Stored entries:
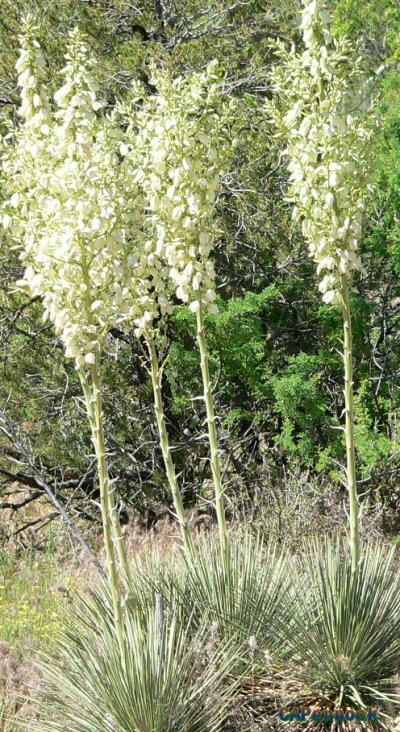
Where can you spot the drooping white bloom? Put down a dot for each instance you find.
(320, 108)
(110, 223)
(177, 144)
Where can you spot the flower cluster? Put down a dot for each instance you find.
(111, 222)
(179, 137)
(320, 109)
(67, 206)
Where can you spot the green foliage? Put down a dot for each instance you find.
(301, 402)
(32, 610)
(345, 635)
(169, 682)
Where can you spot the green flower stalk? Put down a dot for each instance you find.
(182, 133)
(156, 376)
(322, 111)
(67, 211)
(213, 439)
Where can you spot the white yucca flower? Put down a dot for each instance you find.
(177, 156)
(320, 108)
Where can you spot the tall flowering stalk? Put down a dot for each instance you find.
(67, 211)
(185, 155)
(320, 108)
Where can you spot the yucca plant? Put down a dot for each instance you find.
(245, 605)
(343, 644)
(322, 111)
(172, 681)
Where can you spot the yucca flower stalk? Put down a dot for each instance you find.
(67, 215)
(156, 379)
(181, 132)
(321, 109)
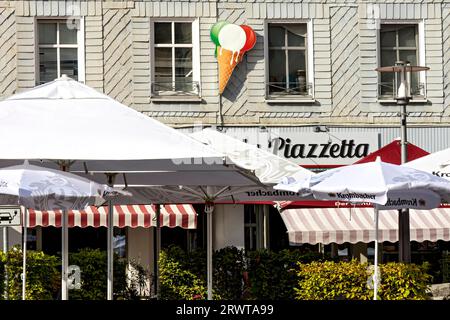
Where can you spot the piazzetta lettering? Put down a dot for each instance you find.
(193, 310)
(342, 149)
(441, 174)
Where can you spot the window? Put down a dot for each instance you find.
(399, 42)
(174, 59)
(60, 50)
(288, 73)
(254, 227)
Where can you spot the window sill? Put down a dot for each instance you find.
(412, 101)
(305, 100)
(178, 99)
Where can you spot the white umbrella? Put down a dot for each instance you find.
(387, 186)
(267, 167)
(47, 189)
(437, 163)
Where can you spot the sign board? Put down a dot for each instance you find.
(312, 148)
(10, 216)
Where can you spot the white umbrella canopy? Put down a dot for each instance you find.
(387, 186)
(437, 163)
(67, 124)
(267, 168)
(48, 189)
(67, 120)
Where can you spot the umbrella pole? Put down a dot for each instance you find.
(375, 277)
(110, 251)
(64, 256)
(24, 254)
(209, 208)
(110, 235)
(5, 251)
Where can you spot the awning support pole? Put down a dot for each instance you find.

--

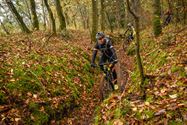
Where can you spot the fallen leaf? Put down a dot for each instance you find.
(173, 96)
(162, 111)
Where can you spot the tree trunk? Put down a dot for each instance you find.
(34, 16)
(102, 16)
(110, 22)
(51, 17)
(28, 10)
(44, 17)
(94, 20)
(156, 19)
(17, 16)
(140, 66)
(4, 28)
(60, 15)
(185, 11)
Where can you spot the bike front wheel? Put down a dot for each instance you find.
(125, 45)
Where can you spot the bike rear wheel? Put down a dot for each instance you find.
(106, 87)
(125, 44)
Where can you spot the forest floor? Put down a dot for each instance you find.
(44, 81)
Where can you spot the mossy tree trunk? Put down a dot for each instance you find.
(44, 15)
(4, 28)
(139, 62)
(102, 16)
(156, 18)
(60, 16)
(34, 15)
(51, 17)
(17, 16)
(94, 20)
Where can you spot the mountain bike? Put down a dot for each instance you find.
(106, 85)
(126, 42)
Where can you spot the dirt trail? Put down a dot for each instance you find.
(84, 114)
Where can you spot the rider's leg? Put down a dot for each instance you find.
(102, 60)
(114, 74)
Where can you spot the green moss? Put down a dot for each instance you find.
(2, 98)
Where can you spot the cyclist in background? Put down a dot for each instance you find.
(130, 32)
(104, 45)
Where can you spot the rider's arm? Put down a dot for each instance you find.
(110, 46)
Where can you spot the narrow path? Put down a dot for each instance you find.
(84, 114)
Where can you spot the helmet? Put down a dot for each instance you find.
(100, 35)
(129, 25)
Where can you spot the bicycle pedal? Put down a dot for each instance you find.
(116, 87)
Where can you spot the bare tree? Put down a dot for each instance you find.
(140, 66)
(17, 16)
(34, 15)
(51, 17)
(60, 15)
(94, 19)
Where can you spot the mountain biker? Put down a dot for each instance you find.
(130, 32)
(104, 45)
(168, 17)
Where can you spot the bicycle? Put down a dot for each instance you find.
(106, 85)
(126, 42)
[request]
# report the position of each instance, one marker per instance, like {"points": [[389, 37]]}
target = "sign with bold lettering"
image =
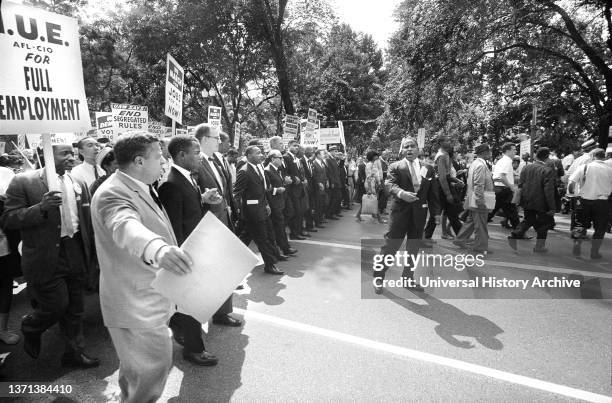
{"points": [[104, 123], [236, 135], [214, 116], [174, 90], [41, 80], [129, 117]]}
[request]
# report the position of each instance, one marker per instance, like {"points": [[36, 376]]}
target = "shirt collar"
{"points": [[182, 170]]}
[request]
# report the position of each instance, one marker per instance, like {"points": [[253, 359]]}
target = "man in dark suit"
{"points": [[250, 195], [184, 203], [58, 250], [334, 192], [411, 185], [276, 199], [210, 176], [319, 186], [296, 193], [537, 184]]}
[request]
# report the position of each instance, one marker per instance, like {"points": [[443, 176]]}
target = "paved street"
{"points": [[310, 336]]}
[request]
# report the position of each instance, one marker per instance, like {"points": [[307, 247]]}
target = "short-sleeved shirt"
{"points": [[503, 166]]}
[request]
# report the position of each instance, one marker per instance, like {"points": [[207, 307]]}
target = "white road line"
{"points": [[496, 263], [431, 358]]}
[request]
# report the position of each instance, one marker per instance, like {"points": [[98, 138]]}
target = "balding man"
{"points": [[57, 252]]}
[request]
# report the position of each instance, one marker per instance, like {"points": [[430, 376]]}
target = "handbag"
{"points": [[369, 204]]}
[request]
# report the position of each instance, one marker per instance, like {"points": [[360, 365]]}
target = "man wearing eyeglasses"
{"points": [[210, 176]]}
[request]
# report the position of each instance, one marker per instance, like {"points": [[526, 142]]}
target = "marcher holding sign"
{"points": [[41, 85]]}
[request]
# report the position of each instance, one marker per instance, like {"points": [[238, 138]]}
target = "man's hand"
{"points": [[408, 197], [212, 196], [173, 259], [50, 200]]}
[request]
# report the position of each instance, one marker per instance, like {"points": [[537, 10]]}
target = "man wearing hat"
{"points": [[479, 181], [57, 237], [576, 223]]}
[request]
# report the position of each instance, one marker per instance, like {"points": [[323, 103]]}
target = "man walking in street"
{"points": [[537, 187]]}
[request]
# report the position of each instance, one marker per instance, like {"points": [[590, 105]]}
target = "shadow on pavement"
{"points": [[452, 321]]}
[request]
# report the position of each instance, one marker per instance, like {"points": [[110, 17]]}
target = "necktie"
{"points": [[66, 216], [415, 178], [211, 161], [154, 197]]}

...

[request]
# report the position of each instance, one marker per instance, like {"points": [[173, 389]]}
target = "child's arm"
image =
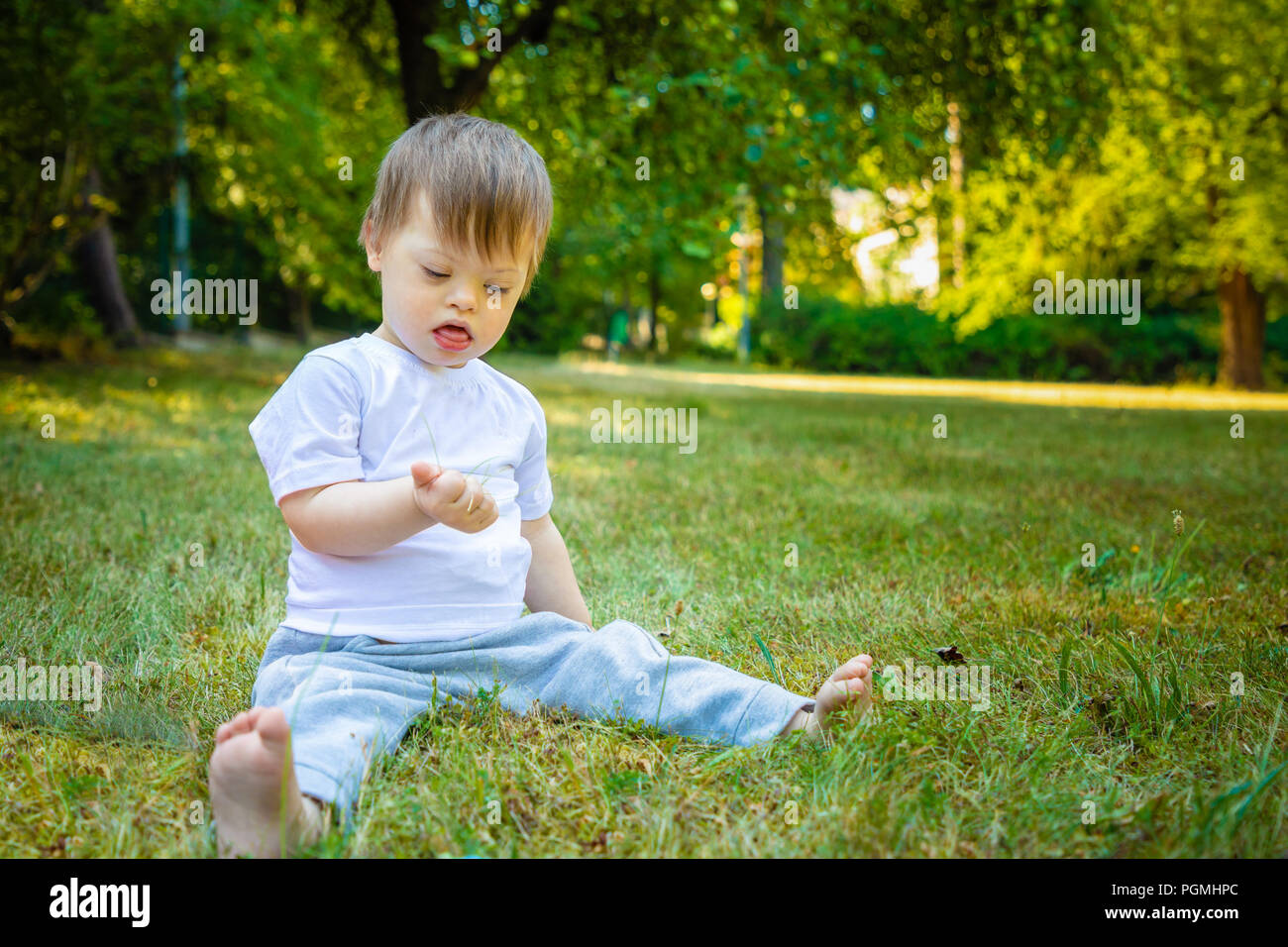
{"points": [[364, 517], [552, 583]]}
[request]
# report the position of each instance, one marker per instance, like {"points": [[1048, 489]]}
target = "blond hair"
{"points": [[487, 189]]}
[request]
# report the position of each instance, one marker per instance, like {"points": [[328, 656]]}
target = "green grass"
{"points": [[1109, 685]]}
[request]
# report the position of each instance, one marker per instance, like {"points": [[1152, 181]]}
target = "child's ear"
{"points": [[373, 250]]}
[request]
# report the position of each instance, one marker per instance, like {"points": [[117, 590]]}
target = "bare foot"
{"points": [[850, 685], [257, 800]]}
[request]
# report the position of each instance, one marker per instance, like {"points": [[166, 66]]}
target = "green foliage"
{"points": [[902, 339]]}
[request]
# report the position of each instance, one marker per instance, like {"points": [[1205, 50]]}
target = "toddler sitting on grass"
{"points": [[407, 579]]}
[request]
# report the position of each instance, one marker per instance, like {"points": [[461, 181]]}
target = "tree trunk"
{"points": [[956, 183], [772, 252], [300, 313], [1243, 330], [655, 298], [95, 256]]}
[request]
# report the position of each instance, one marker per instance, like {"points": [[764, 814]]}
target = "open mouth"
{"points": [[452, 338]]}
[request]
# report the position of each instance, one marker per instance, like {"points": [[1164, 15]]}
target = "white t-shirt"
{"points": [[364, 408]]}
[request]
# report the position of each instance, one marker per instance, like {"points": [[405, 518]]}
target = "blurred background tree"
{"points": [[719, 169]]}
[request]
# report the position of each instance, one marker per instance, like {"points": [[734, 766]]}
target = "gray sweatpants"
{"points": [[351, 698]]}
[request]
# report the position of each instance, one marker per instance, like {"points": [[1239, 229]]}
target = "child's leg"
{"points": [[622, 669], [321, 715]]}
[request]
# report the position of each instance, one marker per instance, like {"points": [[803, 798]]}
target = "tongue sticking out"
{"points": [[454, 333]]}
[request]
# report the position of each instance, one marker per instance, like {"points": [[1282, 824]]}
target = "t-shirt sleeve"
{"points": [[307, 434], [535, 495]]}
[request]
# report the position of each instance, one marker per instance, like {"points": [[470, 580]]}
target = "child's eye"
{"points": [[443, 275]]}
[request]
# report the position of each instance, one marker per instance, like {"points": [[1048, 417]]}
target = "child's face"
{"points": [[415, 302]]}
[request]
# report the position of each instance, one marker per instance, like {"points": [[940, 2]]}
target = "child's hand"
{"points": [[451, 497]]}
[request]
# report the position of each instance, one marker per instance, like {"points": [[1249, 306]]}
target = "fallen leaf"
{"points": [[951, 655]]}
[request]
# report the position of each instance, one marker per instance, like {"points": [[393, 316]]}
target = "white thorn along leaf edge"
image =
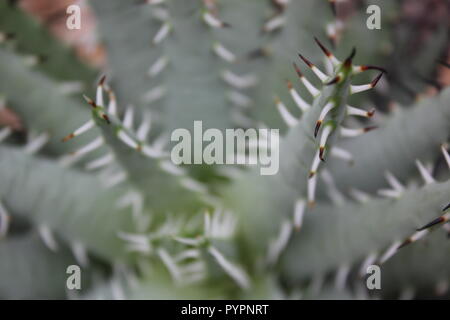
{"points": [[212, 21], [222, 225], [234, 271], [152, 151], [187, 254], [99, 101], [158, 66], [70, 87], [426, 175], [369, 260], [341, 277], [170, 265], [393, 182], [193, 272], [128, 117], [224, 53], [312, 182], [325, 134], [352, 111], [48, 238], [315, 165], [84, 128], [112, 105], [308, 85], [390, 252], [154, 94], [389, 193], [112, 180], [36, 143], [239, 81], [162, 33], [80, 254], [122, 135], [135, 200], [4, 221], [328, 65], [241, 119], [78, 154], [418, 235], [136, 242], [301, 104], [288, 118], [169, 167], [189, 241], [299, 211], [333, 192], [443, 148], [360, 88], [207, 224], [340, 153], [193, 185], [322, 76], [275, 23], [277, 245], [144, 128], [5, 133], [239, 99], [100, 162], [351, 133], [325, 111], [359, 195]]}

**PROBLEM DETAILS:** What are the lines above from the one with "Where can you spot the drooping" to the one with "Where can you spot the awning", both included? Reproduce them exactly, without pictures.

**THE ANSWER:**
Where can you spot the drooping white bloom? Put down a dot for each instance you find.
(320, 108)
(110, 223)
(177, 144)
Where can you spot the flower cluster? Put down a dot for each instance you find.
(111, 222)
(179, 137)
(320, 109)
(67, 206)
Where can you spot the green foliage? Put down a dot for each instance you find.
(301, 402)
(32, 610)
(345, 635)
(169, 682)
Where can you spot the green flower stalk? Put down a dot for each instance you find.
(182, 133)
(156, 376)
(322, 111)
(67, 211)
(213, 439)
Where can you spot the white yucca flower? Put down a dot for each instance you find.
(177, 156)
(320, 108)
Where can you spot the tall flowering stalk? Put down a dot for each instance you find.
(67, 211)
(185, 155)
(320, 108)
Where can you spot the yucca plant? Put down a dot for each instance you find.
(245, 605)
(343, 644)
(322, 111)
(172, 681)
Where can you spot the yucca flower stalk? Put down a dot for each instance you find.
(67, 215)
(156, 379)
(181, 132)
(321, 109)
Where can you spot the piazzetta lettering? Put down a dot for each instance you find.
(193, 310)
(342, 149)
(441, 174)
Where can you spot the window? Put down a dot for each instance you find.
(399, 42)
(174, 59)
(60, 50)
(288, 73)
(254, 227)
Where can you spot the window sill? Put down a dot for each instance you find.
(412, 101)
(305, 100)
(178, 99)
Where can you spot the white umbrella? Put down a dot for each instance you find.
(387, 186)
(267, 167)
(47, 189)
(437, 163)
Where can you spot the sign board? Put down a dot for each instance you find.
(312, 148)
(10, 216)
Where can you spot the white umbrella canopy? Put down a dot for each instance you find.
(387, 186)
(437, 163)
(67, 124)
(267, 168)
(48, 189)
(67, 120)
Where can you spot the umbrella pole? Put down a dot for each instance you find.
(375, 277)
(110, 251)
(64, 256)
(24, 254)
(209, 208)
(110, 235)
(5, 251)
Where can you spot the awning support pole? Put down a dot for each instance you find.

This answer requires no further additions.